__Problem statement__: List all lines of the data containing the word "hillside".

(Data items)
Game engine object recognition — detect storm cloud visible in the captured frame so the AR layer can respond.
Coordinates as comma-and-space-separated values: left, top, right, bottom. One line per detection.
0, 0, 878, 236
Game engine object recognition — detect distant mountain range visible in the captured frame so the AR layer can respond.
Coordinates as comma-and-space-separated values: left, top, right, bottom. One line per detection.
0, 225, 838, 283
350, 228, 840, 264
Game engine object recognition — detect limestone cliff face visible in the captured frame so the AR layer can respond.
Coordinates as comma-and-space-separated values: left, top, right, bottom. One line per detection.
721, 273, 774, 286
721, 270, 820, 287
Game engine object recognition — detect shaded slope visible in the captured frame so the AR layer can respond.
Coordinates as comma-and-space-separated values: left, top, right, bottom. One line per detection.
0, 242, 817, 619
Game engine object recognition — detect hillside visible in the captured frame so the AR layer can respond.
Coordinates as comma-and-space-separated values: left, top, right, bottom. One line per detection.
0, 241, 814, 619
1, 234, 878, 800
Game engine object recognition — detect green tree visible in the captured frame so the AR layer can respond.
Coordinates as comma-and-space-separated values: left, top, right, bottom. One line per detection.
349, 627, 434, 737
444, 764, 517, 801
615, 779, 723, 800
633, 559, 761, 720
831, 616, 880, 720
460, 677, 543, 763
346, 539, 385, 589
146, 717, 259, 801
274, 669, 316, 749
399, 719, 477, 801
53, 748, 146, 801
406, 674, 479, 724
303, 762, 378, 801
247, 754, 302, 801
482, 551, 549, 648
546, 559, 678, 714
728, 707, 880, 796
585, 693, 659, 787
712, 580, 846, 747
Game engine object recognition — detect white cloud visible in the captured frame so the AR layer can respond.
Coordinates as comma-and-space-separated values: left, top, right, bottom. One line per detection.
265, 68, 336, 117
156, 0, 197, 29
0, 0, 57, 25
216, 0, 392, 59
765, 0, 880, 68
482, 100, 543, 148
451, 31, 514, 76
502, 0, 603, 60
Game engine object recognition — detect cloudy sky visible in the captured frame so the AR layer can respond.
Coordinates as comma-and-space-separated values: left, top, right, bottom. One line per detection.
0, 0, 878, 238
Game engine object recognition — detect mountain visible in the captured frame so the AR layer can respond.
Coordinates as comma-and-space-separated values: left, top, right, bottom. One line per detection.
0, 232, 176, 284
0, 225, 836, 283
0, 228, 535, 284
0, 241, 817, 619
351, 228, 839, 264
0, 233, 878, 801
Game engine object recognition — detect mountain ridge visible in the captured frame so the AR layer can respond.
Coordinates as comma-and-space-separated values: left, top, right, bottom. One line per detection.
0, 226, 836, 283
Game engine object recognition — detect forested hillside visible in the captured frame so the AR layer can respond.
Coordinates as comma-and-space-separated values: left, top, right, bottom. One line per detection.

__Response to the task__:
Game engine object recognition — detect hillside visible in the captured frame so the AR layer can respond.
Game engine object recognition — detect forested hillside visible in the captured frame so the AR layer can respond.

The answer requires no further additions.